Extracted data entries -
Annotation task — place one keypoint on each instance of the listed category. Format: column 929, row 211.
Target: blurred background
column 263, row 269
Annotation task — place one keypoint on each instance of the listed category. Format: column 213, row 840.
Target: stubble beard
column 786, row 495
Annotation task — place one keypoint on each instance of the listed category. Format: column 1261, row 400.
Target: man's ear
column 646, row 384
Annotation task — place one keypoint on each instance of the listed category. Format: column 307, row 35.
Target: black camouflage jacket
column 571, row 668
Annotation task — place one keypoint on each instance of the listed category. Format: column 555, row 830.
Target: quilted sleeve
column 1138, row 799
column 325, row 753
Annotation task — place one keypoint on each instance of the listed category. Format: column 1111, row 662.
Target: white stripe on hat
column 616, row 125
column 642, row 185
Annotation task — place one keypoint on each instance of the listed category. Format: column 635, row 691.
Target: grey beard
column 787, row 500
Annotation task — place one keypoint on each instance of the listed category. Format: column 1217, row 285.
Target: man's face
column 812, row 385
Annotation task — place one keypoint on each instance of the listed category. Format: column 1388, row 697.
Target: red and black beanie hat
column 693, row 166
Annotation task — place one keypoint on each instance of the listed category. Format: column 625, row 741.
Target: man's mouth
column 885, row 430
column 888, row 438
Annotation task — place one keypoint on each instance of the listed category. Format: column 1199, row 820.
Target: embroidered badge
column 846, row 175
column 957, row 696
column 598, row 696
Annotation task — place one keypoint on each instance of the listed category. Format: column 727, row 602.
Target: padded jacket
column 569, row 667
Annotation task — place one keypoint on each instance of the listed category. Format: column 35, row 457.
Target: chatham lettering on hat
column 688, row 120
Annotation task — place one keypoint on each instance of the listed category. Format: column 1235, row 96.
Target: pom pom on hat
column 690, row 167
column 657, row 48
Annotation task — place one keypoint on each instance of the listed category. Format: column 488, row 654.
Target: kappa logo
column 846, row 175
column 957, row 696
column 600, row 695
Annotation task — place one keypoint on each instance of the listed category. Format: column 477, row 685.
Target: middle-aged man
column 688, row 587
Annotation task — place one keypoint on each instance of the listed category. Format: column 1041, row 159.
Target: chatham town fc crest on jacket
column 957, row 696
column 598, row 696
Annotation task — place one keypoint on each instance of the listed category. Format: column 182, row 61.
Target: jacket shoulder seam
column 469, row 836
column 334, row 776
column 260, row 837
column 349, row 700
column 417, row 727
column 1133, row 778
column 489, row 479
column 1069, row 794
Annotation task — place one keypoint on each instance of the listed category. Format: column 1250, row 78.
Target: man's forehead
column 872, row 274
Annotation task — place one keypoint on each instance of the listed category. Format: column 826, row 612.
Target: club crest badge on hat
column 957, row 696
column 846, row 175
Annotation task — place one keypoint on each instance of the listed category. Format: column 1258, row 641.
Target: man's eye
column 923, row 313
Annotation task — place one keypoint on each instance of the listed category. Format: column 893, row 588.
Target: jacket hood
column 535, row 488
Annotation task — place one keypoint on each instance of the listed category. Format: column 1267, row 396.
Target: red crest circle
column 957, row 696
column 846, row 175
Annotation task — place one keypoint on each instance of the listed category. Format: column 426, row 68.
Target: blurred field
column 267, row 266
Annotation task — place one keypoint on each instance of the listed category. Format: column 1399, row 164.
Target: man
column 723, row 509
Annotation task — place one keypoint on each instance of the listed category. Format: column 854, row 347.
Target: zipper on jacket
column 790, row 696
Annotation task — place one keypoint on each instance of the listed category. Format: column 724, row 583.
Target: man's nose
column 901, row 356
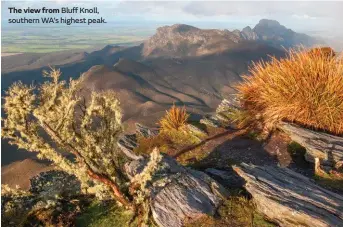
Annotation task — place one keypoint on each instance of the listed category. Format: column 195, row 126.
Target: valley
column 168, row 100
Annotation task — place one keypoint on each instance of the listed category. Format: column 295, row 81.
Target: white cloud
column 304, row 16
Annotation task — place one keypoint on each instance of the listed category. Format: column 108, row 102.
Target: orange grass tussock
column 306, row 87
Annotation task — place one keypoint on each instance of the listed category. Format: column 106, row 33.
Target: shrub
column 54, row 117
column 306, row 87
column 175, row 118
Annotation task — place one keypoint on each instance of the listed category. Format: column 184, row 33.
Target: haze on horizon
column 319, row 19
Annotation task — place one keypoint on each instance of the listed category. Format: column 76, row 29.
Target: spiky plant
column 306, row 87
column 175, row 119
column 54, row 118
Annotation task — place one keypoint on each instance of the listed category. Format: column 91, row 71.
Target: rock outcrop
column 291, row 199
column 177, row 193
column 328, row 148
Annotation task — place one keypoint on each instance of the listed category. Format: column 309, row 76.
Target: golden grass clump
column 175, row 119
column 306, row 87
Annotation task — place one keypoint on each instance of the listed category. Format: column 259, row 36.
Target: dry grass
column 306, row 87
column 175, row 119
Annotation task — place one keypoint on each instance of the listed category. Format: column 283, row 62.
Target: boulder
column 289, row 198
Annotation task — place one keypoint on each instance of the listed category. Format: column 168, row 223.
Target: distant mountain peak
column 181, row 40
column 268, row 22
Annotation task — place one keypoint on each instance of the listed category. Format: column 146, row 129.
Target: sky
column 322, row 18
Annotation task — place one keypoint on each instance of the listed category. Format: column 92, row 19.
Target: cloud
column 304, row 16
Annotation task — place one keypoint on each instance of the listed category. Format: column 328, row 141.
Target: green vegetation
column 51, row 39
column 100, row 214
column 306, row 87
column 175, row 133
column 235, row 211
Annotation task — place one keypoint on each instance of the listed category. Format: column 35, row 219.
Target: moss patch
column 103, row 215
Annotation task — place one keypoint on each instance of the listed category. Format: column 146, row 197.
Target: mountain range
column 180, row 64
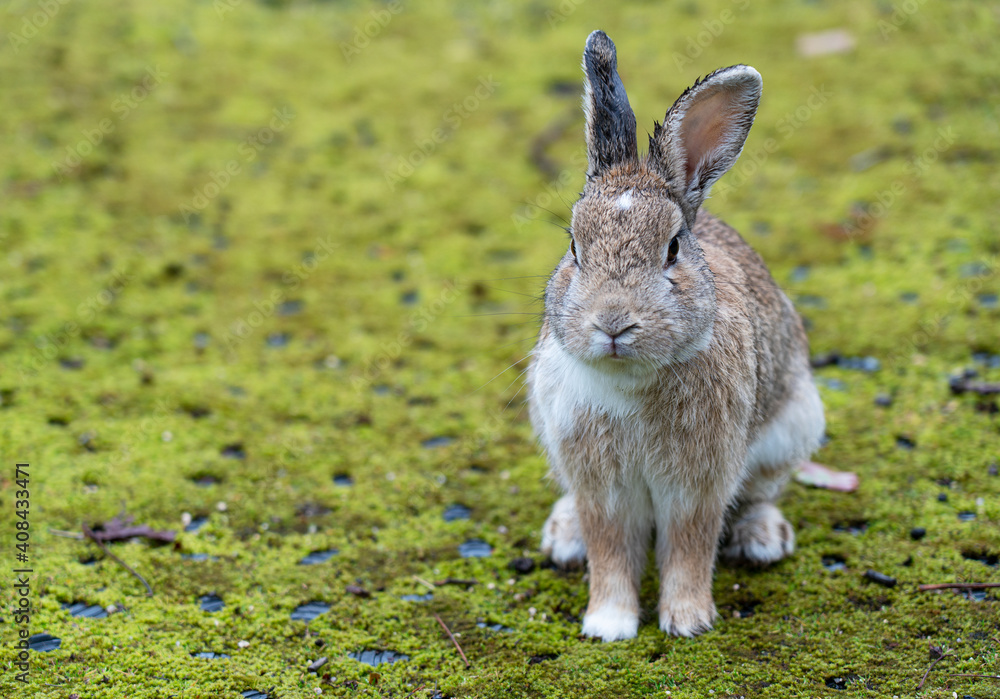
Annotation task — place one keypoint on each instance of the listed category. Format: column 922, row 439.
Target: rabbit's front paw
column 680, row 617
column 562, row 539
column 611, row 624
column 760, row 536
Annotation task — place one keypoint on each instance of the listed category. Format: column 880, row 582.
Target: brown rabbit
column 670, row 385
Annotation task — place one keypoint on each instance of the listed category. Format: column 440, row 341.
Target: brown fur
column 664, row 390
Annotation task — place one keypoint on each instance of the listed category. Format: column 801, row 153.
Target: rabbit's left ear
column 704, row 132
column 610, row 120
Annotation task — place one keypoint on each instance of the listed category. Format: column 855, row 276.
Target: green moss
column 418, row 262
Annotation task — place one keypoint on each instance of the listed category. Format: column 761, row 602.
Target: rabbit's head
column 634, row 292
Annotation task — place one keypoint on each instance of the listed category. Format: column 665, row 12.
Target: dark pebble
column 823, row 360
column 535, row 659
column 974, row 269
column 522, row 565
column 866, row 364
column 991, row 560
column 43, row 642
column 211, row 603
column 836, row 682
column 357, row 591
column 289, row 308
column 853, row 527
column 234, row 451
column 86, row 611
column 810, row 301
column 832, row 384
column 198, row 557
column 880, row 578
column 989, row 301
column 456, row 512
column 435, row 442
column 377, row 657
column 278, row 340
column 475, row 548
column 312, row 509
column 417, row 598
column 834, row 563
column 318, row 557
column 500, row 628
column 196, row 524
column 309, row 611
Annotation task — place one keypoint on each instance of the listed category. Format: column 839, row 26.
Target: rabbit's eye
column 672, row 251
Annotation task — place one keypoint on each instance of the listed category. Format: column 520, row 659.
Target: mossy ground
column 140, row 337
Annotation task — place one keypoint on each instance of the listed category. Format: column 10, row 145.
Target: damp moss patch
column 271, row 274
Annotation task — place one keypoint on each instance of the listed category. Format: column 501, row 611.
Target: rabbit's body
column 670, row 384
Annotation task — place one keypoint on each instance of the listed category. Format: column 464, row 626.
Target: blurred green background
column 251, row 246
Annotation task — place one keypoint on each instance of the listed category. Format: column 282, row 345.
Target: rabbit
column 670, row 385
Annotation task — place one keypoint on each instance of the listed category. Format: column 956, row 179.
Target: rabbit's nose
column 614, row 326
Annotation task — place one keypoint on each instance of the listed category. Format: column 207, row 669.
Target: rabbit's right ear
column 610, row 120
column 704, row 132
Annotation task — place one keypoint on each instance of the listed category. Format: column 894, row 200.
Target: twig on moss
column 455, row 581
column 452, row 637
column 89, row 533
column 937, row 655
column 958, row 586
column 423, row 582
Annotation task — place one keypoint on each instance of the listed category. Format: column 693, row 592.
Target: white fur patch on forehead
column 624, row 202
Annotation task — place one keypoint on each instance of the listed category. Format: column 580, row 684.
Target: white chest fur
column 562, row 387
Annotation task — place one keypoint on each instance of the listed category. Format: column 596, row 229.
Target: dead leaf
column 120, row 528
column 819, row 476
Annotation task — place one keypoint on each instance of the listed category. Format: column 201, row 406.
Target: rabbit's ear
column 703, row 133
column 610, row 121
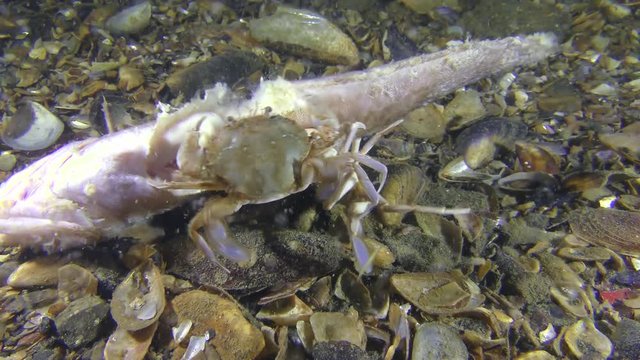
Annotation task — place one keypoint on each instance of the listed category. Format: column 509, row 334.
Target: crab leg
column 216, row 239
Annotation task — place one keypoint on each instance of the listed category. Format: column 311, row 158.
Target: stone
column 82, row 321
column 234, row 336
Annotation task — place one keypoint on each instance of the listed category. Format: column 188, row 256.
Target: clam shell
column 438, row 293
column 405, row 184
column 305, row 33
column 617, row 230
column 32, row 127
column 584, row 341
column 139, row 300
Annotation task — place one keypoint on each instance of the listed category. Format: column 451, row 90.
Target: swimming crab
column 288, row 136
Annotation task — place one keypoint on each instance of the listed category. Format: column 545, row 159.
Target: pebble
column 515, row 17
column 340, row 350
column 425, row 6
column 235, row 337
column 130, row 20
column 129, row 77
column 75, row 282
column 438, row 341
column 427, row 122
column 465, row 108
column 31, row 128
column 82, row 321
column 305, row 33
column 39, row 298
column 338, row 327
column 38, row 272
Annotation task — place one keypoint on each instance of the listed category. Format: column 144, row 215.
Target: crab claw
column 210, row 232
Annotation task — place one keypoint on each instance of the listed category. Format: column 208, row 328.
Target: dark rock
column 6, row 269
column 283, row 256
column 342, row 350
column 82, row 321
column 501, row 18
column 227, row 68
column 438, row 341
column 37, row 298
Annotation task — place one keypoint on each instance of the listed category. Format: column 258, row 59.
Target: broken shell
column 130, row 20
column 465, row 108
column 129, row 77
column 32, row 127
column 333, row 326
column 305, row 33
column 536, row 355
column 584, row 341
column 626, row 143
column 438, row 341
column 75, row 282
column 395, row 149
column 139, row 300
column 349, row 287
column 130, row 345
column 584, row 253
column 228, row 68
column 573, row 301
column 37, row 272
column 181, row 331
column 478, row 142
column 235, row 337
column 534, row 157
column 527, row 183
column 405, row 184
column 285, row 312
column 427, row 122
column 438, row 293
column 457, row 170
column 617, row 230
column 583, row 181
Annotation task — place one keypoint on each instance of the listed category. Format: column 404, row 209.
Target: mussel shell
column 527, row 183
column 477, row 142
column 534, row 157
column 617, row 230
column 139, row 300
column 32, row 127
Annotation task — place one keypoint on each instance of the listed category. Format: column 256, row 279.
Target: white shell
column 32, row 127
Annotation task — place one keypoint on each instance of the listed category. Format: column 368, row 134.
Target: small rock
column 227, row 68
column 38, row 298
column 6, row 269
column 129, row 78
column 339, row 350
column 465, row 108
column 235, row 337
column 512, row 17
column 38, row 272
column 31, row 128
column 438, row 341
column 427, row 122
column 337, row 327
column 425, row 6
column 305, row 33
column 130, row 20
column 82, row 321
column 75, row 282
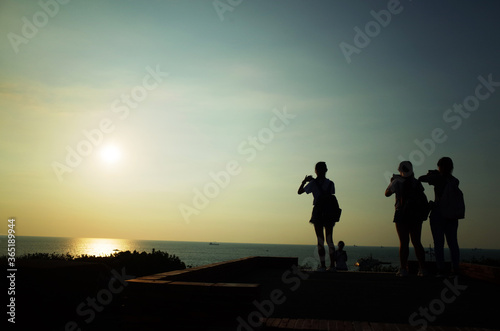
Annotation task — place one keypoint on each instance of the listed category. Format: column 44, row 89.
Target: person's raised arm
column 301, row 187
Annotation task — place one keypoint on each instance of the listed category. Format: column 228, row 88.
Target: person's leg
column 437, row 230
column 451, row 233
column 331, row 246
column 404, row 242
column 415, row 235
column 318, row 228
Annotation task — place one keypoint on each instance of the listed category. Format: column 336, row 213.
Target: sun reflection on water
column 101, row 246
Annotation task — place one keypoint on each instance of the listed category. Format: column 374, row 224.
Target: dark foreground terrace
column 258, row 293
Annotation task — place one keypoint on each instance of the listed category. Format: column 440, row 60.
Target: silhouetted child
column 341, row 257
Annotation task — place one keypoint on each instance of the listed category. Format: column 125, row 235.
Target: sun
column 110, row 154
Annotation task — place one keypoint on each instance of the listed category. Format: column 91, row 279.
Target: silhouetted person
column 442, row 227
column 319, row 187
column 341, row 257
column 408, row 225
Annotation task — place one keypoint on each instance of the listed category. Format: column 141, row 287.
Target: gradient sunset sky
column 197, row 120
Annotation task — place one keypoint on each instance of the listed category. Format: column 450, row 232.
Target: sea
column 201, row 253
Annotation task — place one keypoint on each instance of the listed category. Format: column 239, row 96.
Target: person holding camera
column 408, row 191
column 320, row 187
column 441, row 226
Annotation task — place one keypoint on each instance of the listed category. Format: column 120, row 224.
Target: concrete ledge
column 217, row 283
column 482, row 272
column 290, row 324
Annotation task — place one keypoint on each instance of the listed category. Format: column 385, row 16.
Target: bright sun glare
column 110, row 154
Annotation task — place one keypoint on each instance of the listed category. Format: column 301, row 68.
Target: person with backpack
column 322, row 189
column 411, row 210
column 448, row 207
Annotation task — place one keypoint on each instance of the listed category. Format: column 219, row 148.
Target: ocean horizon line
column 227, row 242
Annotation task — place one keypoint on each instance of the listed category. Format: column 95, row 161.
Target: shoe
column 402, row 273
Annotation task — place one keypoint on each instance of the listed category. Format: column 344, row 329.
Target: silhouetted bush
column 135, row 263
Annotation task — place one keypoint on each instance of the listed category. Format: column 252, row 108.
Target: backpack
column 452, row 202
column 414, row 203
column 326, row 208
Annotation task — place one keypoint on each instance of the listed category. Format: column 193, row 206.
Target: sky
column 197, row 120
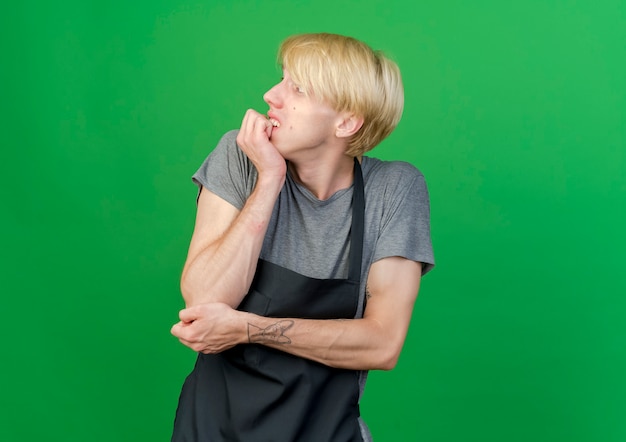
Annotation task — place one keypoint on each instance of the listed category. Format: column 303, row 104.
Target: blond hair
column 348, row 75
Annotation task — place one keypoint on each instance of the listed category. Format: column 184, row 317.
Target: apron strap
column 358, row 224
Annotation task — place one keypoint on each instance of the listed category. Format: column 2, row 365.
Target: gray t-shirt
column 312, row 237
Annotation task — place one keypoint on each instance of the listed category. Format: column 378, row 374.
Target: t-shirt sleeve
column 227, row 172
column 405, row 227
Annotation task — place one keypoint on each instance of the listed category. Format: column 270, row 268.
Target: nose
column 272, row 97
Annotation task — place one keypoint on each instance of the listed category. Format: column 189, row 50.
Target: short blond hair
column 349, row 76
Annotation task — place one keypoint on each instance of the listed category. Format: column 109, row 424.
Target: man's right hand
column 254, row 140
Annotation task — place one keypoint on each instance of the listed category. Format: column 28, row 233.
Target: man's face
column 301, row 122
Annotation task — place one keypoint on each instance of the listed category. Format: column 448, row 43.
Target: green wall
column 515, row 113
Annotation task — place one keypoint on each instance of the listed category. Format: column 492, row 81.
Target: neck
column 324, row 178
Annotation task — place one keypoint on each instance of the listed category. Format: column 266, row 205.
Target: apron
column 253, row 393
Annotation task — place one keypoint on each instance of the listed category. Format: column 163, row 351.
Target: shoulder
column 390, row 174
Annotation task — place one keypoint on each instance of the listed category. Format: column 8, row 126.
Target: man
column 306, row 256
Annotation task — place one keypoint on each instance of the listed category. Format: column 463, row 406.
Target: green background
column 515, row 112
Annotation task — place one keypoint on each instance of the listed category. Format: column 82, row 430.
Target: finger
column 188, row 315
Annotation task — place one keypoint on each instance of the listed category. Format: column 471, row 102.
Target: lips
column 272, row 119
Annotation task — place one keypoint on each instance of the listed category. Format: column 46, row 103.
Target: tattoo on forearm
column 272, row 334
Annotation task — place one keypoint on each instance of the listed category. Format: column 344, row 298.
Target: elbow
column 187, row 291
column 389, row 362
column 387, row 358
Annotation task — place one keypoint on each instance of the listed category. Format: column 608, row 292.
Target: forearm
column 222, row 271
column 357, row 344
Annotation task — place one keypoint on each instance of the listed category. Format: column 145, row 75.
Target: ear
column 349, row 124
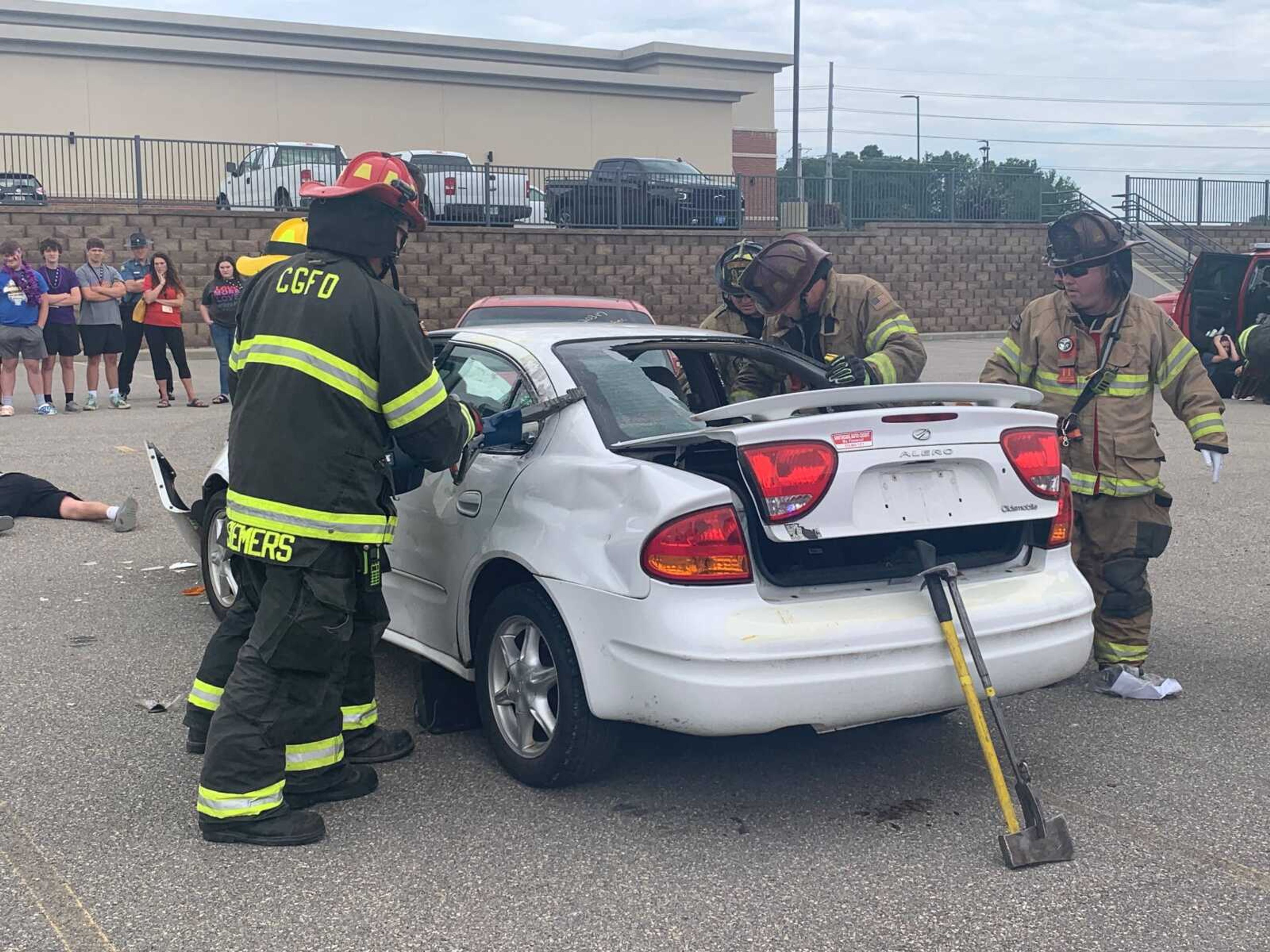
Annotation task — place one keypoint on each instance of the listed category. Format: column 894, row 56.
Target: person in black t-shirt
column 219, row 305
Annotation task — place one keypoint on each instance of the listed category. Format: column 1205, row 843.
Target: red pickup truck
column 1221, row 291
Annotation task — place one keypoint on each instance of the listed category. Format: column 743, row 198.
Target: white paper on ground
column 1150, row 687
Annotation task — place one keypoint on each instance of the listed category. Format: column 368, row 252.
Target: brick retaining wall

Problem -
Rewrite the stretch of the material from the line containing "146, row 197." through the line containing "column 634, row 292", swapping "brown" for "tan" and changing nothing else. Omit the pictures from your version.

Exercise output -
Annotation task — place one keypoint on each instance of the listed category. Format: column 146, row 197.
Target: mountain range
column 180, row 64
Annotation task — place one keypoint on each instance of the listed category. Format: column 922, row 439.
Target: rabbit's front paw
column 680, row 617
column 562, row 539
column 611, row 624
column 760, row 536
Annotation task — place one keypoint on each instance of the listed category. Format: column 880, row 582.
Target: tan rabbit
column 670, row 385
Annotation task — place one keypoint on each instance of the listed category. Format: column 440, row 341.
Target: tan fur
column 664, row 390
Annotation task — place one keypoint on each instance of the listed category. Format: column 801, row 153.
Target: rabbit's left ear
column 704, row 132
column 610, row 120
Annotation task — place one keypoint on each instance of the listed category. Format: column 855, row 276.
Target: green moss
column 418, row 262
Annotation task — place one keypoint on each instance of the listed category. Format: column 761, row 602.
Target: rabbit's head
column 634, row 292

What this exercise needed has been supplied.